ASSIGNED TASK A.
In the rows below, copy out the lines starting at the line that contains "</instance>" and ending after the line that contains "positive clicks: (455, 264)".
:: TEXT PROVIDED
So imagine just knowing if a visitor is already a subscriber or not is a valuable piece of information, because if you have a subscriber come in, you can shoot them over to your single sign on or send them down another kind of lucrative journey. And if they're not a subscriber, you can send them down a path with the idea that they're going to convert into becoming a subscriber themselves. So just knowing that simple little fact, whether they're a current subscriber or not, allows you to do pretty sophisticated strategies around that to boost your goals. So that's kind of where the CDP really shines, is being able to customize and personalize that experience for the user. And when you do this and we, we've known this for a very long time, when you serve them a relevant experience, they're going to stick around longer. There's going to be more page views, they're going to consume more content. And as they do, you're able to collect more behavioral data around them to start to understand who they are. And that behavior provides publishers with a clear signal on what motivates that user, it's like not only it's like you know, you know topic or content affinities, but you know kind of in market targeting is where you can start to understand. It's like this person is researching this kind of purchase and we can determine that based on their behaviors and the content that they are consuming. 

So you can be able to get a really deep understanding about who that audience member is because you're not just relying on a cookie. You're the CDP is collecting all this other data and then being able to synthesize that data in ways that make it actionable for marketers. So you know it is a great way to be able to build and scale your audiences and you know that's it's a numbers game, right. So being able to do that is critical for publishers these days. And then you are able to segment these users into high value audience segments. That you can begin to monetize against, right. So you can take that first party data audience segmentation and drive marketing services programs and advertising products. And at leverage lab, you know, we spent the last five or six years kind of developing a playbook around this. So there's this notion about being able to de-couple audience from inventory.
::::
ASSIGNED TASK B.
According to the passage on customer data platforms, how long has Leverage Lab spent developing a playbook around audience segmentation?
:: INPUT MATERIAL
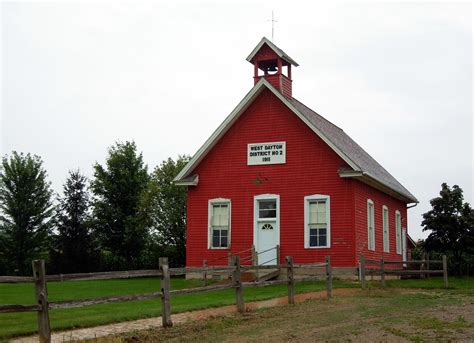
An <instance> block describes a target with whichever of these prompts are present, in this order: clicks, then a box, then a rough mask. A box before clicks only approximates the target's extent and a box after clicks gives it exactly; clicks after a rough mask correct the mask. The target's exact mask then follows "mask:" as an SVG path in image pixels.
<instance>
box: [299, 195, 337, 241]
mask: <svg viewBox="0 0 474 343" xmlns="http://www.w3.org/2000/svg"><path fill="white" fill-rule="evenodd" d="M312 200H325V201H326V223H327V224H328V226H327V229H326V245H325V246H319V247H312V246H310V245H309V224H308V223H309V203H310V201H312ZM304 247H305V249H327V248H330V247H331V197H330V196H329V195H324V194H313V195H307V196H305V197H304Z"/></svg>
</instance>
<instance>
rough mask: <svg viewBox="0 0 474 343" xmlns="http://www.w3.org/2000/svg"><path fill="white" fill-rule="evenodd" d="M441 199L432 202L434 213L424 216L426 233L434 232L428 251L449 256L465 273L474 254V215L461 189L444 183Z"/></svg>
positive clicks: (455, 264)
mask: <svg viewBox="0 0 474 343" xmlns="http://www.w3.org/2000/svg"><path fill="white" fill-rule="evenodd" d="M439 195H440V196H439V197H436V198H434V199H431V201H430V203H431V206H432V209H431V210H430V211H428V212H426V213H424V214H423V222H422V225H423V231H427V230H428V231H431V233H430V234H429V236H428V238H427V239H426V240H425V242H424V248H425V249H426V251H429V252H438V253H446V254H449V255H450V257H451V258H452V263H453V264H454V266H455V268H456V269H457V271H458V273H461V268H462V264H463V262H465V261H466V260H467V259H472V255H473V254H474V211H473V209H472V208H471V206H470V205H469V203H467V202H464V196H463V190H462V189H461V188H460V187H459V186H457V185H454V186H453V187H452V188H451V187H449V186H448V185H447V184H446V183H443V184H442V185H441V191H440V193H439Z"/></svg>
::::
ANSWER AREA A.
</instance>
<instance>
rough mask: <svg viewBox="0 0 474 343" xmlns="http://www.w3.org/2000/svg"><path fill="white" fill-rule="evenodd" d="M441 199L432 202L434 213L424 216L426 233L434 232L428 251L449 256L465 273L474 254V215L461 189L444 183Z"/></svg>
positive clicks: (455, 264)

ANSWER AREA B.
The last five or six years.